**STATED EXERCISE:** Write out exactly, with no other output, the lines below from the one that contains "Ground shop sign" through the end.

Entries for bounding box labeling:
━━━━

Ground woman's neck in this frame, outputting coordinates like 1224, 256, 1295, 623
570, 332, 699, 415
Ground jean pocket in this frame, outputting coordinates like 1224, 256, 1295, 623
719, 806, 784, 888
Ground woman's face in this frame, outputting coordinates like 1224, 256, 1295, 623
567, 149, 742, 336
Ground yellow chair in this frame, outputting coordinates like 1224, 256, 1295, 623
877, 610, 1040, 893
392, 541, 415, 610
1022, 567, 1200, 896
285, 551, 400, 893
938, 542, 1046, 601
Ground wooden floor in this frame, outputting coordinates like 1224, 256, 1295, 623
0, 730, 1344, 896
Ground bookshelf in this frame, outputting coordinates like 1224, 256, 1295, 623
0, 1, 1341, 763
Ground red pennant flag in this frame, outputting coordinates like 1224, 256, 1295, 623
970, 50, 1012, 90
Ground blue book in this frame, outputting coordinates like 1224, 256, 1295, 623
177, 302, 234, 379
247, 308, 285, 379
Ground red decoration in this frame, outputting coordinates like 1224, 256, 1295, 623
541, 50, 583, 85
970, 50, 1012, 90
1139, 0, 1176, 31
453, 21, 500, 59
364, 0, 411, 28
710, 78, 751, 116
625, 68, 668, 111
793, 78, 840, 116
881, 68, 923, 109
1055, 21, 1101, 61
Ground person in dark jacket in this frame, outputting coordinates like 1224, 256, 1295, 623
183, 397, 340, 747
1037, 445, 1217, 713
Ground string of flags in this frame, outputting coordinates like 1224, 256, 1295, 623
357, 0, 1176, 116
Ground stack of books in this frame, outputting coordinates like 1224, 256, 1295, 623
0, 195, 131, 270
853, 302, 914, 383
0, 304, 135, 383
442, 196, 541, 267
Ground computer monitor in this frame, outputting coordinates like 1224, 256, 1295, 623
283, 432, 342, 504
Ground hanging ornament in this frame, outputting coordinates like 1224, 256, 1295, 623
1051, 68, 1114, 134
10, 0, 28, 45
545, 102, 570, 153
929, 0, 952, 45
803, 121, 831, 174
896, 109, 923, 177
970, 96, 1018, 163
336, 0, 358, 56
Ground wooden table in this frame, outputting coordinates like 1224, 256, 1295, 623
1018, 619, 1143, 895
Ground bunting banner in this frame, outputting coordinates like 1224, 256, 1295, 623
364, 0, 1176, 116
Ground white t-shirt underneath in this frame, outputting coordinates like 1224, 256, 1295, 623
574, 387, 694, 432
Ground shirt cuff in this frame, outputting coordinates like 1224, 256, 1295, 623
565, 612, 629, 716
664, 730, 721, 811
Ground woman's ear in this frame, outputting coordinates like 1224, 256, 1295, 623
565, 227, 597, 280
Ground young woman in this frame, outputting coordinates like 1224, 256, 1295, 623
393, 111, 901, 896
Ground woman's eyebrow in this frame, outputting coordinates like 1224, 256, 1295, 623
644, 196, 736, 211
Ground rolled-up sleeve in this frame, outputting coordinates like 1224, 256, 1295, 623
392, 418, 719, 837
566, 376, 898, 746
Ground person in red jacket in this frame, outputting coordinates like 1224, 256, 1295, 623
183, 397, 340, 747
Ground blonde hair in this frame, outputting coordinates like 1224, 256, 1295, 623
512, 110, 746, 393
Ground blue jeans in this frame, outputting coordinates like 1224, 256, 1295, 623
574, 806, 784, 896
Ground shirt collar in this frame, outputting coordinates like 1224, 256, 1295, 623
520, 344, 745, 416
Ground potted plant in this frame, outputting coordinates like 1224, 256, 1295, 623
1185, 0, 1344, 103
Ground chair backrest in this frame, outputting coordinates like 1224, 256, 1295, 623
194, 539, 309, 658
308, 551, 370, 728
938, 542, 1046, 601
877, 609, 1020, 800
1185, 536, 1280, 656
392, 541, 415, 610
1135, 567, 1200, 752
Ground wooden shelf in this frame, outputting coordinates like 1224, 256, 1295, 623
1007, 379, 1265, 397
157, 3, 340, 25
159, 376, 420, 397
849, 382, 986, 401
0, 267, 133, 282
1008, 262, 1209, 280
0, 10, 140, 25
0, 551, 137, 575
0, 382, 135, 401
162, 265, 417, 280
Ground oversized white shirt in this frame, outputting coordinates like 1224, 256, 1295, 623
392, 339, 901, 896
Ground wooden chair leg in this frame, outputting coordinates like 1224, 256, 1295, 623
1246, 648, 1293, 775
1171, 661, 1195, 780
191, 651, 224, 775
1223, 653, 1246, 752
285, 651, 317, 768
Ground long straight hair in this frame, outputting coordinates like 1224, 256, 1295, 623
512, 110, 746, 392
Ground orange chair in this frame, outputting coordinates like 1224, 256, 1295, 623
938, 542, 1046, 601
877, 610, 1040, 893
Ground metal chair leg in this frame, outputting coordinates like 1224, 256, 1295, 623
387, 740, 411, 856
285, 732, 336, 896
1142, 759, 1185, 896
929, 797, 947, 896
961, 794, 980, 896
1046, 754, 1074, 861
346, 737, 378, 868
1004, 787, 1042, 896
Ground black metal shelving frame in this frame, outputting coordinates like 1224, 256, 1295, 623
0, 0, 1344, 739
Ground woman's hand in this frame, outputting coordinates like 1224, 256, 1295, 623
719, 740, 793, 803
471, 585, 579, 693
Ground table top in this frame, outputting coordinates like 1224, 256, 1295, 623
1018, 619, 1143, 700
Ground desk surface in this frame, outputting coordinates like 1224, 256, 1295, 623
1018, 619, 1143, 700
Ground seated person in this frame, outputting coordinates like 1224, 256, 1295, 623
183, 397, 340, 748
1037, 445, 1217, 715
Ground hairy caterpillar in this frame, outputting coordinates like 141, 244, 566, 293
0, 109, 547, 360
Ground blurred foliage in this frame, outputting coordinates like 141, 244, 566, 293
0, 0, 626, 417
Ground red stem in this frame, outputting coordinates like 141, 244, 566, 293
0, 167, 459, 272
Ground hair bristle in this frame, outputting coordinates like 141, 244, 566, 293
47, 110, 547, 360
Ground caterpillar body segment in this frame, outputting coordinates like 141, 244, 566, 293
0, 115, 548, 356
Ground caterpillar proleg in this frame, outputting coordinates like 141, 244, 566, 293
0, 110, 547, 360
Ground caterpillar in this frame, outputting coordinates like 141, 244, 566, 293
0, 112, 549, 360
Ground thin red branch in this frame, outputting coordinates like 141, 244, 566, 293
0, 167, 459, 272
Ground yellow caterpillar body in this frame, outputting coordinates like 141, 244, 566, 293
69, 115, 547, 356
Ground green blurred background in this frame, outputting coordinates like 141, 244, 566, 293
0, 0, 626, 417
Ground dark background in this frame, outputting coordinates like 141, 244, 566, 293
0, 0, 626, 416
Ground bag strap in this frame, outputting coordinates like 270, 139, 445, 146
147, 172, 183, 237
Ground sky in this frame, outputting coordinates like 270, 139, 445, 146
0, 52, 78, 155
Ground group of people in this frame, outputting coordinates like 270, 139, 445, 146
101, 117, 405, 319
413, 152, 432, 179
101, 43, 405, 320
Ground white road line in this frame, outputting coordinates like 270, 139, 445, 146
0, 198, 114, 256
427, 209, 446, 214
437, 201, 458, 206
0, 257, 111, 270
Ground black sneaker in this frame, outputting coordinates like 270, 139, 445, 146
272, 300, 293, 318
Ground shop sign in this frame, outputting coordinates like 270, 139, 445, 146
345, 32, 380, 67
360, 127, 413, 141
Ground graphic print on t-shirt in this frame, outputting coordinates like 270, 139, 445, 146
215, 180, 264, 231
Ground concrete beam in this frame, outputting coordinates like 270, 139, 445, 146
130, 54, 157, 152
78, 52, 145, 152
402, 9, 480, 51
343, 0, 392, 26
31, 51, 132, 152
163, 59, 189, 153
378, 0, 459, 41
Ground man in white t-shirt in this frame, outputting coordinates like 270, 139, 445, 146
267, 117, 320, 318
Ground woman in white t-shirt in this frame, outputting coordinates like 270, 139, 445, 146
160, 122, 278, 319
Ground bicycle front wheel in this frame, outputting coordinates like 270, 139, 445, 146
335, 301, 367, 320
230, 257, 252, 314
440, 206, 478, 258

━━━━

**RESPONSE TO THIS EXERCISE:**
Ground shop sign in this frame, outputting coordinates like 270, 139, 445, 146
345, 32, 380, 67
360, 127, 413, 141
Ground graphic print on t-shirt in this frame, outputting coordinates like 270, 139, 445, 146
215, 180, 264, 231
Ground concrete beam in this frame, outputting coordinates like 270, 139, 445, 146
130, 54, 157, 152
78, 52, 145, 152
402, 9, 480, 51
343, 0, 392, 26
31, 51, 132, 152
163, 59, 189, 153
378, 0, 459, 41
Ground man in white t-shirt in this frame, outputting coordinates like 270, 139, 445, 146
267, 117, 320, 318
Ground woman in white t-shirt in this frame, outputting coordinates like 270, 139, 445, 146
160, 122, 278, 319
Ground bicycle front wheel in this frame, outputting coordinates like 270, 139, 445, 146
335, 301, 367, 320
230, 257, 252, 314
440, 206, 478, 258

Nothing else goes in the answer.